(TEXT)

Using the linear stress-exposure time model, peak activation levels for exercise conditions were all within 50% of the values obtained under rest conditions. With the power law model, exercise levels were up to 20 times higher. This difference emphasizes the dependance on model choice when stress duration and magnitude are competing influences, as is typically the case in cardiovascular flows. In nearly all regions of altered hemodynamic conditions, including aneurysms and stenoses, an increased flow rate will lead to higher shear stresses along with decreased residence times. The effect of this competition between stress duration and magnitude is complex and patient-specific, as indicated by the lack of a consistent trend between the rest and exercise results with the linear model. The purpose of this study is not to determine which AP model is “better,” but rather to determine if either model would predict mechanical activation in physiologically realistic AAA flow conditions.

(End TEXT)
(SOURCE INFORMATION)

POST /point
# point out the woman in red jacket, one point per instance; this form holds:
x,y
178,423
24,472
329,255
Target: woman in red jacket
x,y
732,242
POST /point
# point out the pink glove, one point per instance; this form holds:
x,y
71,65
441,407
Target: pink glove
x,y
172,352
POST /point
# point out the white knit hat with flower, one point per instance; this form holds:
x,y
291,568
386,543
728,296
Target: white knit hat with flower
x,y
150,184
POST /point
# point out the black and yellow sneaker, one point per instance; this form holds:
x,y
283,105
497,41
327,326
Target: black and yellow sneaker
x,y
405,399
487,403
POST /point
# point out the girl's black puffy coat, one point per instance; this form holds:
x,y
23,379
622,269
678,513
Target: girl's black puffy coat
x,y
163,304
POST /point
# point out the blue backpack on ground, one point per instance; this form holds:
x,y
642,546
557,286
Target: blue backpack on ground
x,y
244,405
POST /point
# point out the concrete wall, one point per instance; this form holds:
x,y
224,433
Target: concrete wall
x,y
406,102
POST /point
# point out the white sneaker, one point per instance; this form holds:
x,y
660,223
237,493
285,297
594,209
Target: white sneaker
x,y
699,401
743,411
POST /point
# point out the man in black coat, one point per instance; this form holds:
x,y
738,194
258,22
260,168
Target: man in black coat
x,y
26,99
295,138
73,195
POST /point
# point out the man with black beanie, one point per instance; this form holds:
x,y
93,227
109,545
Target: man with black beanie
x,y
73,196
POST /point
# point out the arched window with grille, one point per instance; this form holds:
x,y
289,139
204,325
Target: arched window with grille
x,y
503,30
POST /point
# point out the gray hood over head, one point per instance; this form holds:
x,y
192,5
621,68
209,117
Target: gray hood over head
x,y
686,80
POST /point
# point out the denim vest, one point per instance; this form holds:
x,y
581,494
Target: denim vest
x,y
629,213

(End SOURCE INFORMATION)

**WORK TASK 1:**
In the activation-model passage, how much higher were exercise activation levels under the power law model?
**WORK TASK 2:**
Carry on with the activation-model passage from its last sentence.
The records have no connection to the activation-model passage.

**EXPECTED OUTPUT 1:**
Up to 20 times higher.

**EXPECTED OUTPUT 2:**
Analysis of AP in this work was limited to an isolated region of interest, i.e., the aneurysm. This may have led to an underestimation of actual integrated stress states on platelets inside the aneurysm, since platelets entering the aneurysm will have some previous stress history. Nonetheless, the goal of this study was to investigate the potential role of biomechanical platelet activation within AAA. Therefore the exclusion of prior stress history allowed for the isolation of these effects. Additionally, there is evidence that antithrombotic agents released from healthy endothelial tissue act to suppress platelet activation and adhesion outside of the aneurysm [14,59].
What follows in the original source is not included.